EXERCISE MATERIAL

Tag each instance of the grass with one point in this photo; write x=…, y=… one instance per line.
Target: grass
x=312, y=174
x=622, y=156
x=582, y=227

GOAL
Rewrite every line of the listing above, and shift each answer point by adding 134 to both its x and y coordinates.

ANSWER TO THIS PROBLEM
Tag each instance of the grass with one point in this photo; write x=…, y=… one instance per line.
Target: grass
x=446, y=308
x=756, y=290
x=716, y=361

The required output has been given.